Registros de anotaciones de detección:

━━━━━━━━━━━━━━━━━━━━━━━━━━━━━━

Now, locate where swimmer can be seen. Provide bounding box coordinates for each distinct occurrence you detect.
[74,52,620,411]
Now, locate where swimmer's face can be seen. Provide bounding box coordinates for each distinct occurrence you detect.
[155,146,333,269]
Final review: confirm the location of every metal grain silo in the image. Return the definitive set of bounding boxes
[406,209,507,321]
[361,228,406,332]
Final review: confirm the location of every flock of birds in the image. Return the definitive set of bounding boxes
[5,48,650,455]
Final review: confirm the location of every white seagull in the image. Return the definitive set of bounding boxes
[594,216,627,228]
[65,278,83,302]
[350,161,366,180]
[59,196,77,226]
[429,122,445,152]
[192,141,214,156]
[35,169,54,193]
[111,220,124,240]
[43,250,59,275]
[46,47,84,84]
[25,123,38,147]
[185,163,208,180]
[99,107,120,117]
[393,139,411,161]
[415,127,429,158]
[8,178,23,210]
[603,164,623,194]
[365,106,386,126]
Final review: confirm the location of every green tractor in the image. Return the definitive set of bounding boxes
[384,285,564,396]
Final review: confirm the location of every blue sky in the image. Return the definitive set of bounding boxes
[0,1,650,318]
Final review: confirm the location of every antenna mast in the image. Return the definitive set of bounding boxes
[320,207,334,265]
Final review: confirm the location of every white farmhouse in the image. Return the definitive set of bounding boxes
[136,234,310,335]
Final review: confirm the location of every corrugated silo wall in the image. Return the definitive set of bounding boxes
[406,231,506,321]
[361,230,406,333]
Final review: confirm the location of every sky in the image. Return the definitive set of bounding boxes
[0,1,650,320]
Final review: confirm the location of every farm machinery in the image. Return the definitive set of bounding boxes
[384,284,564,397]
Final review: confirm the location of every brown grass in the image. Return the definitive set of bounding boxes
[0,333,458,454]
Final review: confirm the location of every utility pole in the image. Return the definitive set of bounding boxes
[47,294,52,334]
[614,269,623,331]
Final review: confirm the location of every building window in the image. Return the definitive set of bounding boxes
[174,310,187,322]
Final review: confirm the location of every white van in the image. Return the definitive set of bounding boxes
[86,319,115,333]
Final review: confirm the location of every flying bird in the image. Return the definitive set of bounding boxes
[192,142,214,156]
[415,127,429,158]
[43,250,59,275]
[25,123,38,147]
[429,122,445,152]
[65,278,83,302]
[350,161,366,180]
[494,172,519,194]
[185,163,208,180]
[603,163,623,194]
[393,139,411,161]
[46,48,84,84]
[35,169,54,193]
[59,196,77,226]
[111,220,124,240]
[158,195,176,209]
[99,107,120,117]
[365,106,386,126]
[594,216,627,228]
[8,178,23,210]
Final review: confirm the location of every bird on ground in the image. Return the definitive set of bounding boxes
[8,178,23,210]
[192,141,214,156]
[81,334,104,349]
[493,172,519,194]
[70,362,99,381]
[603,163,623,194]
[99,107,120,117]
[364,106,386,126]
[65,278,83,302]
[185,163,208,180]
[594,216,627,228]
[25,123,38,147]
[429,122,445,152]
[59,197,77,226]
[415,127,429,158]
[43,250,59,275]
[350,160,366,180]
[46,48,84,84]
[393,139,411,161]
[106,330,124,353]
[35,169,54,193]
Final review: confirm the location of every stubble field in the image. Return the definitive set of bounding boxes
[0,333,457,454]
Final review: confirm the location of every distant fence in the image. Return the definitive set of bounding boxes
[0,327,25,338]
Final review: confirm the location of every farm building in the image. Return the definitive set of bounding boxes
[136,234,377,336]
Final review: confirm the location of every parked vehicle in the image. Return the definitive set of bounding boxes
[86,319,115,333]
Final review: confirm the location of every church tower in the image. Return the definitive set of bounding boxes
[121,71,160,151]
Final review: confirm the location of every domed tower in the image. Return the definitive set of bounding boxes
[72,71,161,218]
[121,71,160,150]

━━━━━━━━━━━━━━━━━━━━━━━━━━━━━━

> _Objetivo_: Indica, por favor, cuántas líneas de los registros de arriba contienen la cadena "each", distinguiendo entre mayúsculas y minúsculas. Responde solo con el número.

> _Respuesta del ejercicio_: 2